#### SUPPLIED PASSAGE
But I did throw in a few thoughts around it, and restructure some thoughts, so don’t judge anything as a direct quote from him.
You’re right that to believe something is a creation and then worship it is idolatrous, and actually deliberately idolatrous.
But what about someone who looks at an object in creation that isn’t God, but they are mistaken about it and genuinely believe it is God, and worship it? It’s not deliberate idolatry. But the truth about God, and about how He wants us to know Him, is not created in the hearts and minds of any human. The truth exists outside our imagination, and we need to conform our hearts and minds to it.
I’m not going to go into your thoughts about whether a specific human can be in the role of the one who is worshipped (Creator) rather than the role of a worshipper (created). I would suggest reading Psalm 8 for an image from Tanach of what humanity is and the praise that we owe to God for that gift. But what I want to ask is how you know that this man is God? How do you know he’s not ‘just a man’?
And then, you need to imagine what it would be like to have a relationship with God as a Jew before Jesus was born. Use the psalms as an inspiration for understanding how a person like that could come close to God through both faith and His law. And realise how carefully a person like that, who had never heard of the idea of Israel’s God one day incarnating as a man or as anything else, would guard themselves against accidentally believing something was God when it wasn’t. Do you think that your reasons for accepting Jesus as God would be good enough to make them even consider it?

#### SHORT TASK A
Express the rows starting at the line containing "[ distant vegetation ]" and ending at the line containing "top-left (0, 252), bottom-right (896, 331)", both included, as a Markdown table with the columns No. and Line, numbering each line and leaving out blank lines.
These rows are unrelated to the passage on worship and idolatry.

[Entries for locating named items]
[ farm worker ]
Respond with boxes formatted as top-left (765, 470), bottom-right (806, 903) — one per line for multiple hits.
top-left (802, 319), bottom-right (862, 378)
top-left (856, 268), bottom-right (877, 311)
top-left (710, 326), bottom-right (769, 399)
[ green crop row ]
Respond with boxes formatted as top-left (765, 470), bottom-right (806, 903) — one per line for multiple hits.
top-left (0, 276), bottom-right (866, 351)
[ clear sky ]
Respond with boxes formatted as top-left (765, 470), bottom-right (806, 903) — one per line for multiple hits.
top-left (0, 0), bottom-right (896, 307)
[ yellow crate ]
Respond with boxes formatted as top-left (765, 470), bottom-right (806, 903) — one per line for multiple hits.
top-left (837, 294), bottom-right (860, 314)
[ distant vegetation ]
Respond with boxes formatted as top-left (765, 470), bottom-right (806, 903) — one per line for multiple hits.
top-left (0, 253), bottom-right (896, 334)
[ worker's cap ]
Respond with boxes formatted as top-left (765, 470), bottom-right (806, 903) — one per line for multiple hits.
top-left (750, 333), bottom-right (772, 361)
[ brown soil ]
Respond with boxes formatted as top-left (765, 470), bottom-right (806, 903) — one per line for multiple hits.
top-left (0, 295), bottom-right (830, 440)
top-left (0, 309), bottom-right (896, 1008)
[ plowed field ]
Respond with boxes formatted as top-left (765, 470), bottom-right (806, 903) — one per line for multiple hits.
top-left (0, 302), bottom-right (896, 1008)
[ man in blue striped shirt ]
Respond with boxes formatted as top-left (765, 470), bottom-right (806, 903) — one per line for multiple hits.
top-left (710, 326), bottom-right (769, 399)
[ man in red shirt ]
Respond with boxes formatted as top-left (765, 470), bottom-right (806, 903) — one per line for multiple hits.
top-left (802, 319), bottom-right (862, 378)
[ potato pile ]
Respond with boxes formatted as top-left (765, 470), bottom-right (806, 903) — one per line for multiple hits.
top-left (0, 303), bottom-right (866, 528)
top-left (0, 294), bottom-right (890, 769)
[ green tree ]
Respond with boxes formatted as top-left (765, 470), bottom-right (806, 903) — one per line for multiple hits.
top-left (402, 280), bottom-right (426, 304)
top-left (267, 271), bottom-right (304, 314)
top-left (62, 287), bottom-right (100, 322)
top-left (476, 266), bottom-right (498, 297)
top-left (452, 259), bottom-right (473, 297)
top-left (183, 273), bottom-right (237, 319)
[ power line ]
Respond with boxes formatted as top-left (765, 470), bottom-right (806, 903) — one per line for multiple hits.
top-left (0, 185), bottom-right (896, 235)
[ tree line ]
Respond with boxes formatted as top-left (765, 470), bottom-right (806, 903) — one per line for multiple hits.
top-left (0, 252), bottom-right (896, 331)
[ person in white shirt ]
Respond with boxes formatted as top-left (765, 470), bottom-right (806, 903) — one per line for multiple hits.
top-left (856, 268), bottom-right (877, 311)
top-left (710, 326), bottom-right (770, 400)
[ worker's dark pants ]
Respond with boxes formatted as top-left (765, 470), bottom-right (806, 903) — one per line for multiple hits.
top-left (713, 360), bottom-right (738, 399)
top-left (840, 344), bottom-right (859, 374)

#### SHORT TASK B
Write the next part of the passage on worship and idolatry, picking up after its final sentence.

#### FINAL RESULT A
| No. | Line |
|---|---|
| 1 | [ distant vegetation ] |
| 2 | Respond with boxes formatted as top-left (765, 470), bottom-right (806, 903) — one per line for multiple hits. |
| 3 | top-left (0, 253), bottom-right (896, 334) |
| 4 | [ worker's cap ] |
| 5 | Respond with boxes formatted as top-left (765, 470), bottom-right (806, 903) — one per line for multiple hits. |
| 6 | top-left (750, 333), bottom-right (772, 361) |
| 7 | [ brown soil ] |
| 8 | Respond with boxes formatted as top-left (765, 470), bottom-right (806, 903) — one per line for multiple hits. |
| 9 | top-left (0, 295), bottom-right (830, 440) |
| 10 | top-left (0, 309), bottom-right (896, 1008) |
| 11 | [ plowed field ] |
| 12 | Respond with boxes formatted as top-left (765, 470), bottom-right (806, 903) — one per line for multiple hits. |
| 13 | top-left (0, 302), bottom-right (896, 1008) |
| 14 | [ man in blue striped shirt ] |
| 15 | Respond with boxes formatted as top-left (765, 470), bottom-right (806, 903) — one per line for multiple hits. |
| 16 | top-left (710, 326), bottom-right (769, 399) |
| 17 | [ man in red shirt ] |
| 18 | Respond with boxes formatted as top-left (765, 470), bottom-right (806, 903) — one per line for multiple hits. |
| 19 | top-left (802, 319), bottom-right (862, 378) |
| 20 | [ potato pile ] |
| 21 | Respond with boxes formatted as top-left (765, 470), bottom-right (806, 903) — one per line for multiple hits. |
| 22 | top-left (0, 303), bottom-right (866, 528) |
| 23 | top-left (0, 294), bottom-right (890, 769) |
| 24 | [ green tree ] |
| 25 | Respond with boxes formatted as top-left (765, 470), bottom-right (806, 903) — one per line for multiple hits. |
| 26 | top-left (402, 280), bottom-right (426, 304) |
| 27 | top-left (267, 271), bottom-right (304, 314) |
| 28 | top-left (62, 287), bottom-right (100, 322) |
| 29 | top-left (476, 266), bottom-right (498, 297) |
| 30 | top-left (452, 259), bottom-right (473, 297) |
| 31 | top-left (183, 273), bottom-right (237, 319) |
| 32 | [ power line ] |
| 33 | Respond with boxes formatted as top-left (765, 470), bottom-right (806, 903) — one per line for multiple hits. |
| 34 | top-left (0, 185), bottom-right (896, 235) |
| 35 | [ tree line ] |
| 36 | Respond with boxes formatted as top-left (765, 470), bottom-right (806, 903) — one per line for multiple hits. |
| 37 | top-left (0, 252), bottom-right (896, 331) |

#### FINAL RESULT B
If not, why not? Is it because they’re stubborn against the God who revealed Himself and His ways to them on Sinai? Or stubborn in obedience to Him, to guard their worship of Him alone? What would be the appropriate way, according to the Torah, of checking such a claim? How should they know to take it seriously?
Regardless of how Christians formulate their theology, and regardless of whether they believe they are not worshipping a creation, the truth is truth outside of what we imagine. For a Jew before Jesus’ time who followed Torah and the testimony of Israel, and a Jew today who follows Torah and the testimony of Israel, the question is not “Do Christians believe they’re worshipping something in creation?” The question is “How did God originally teach us to know who is a part of creation?”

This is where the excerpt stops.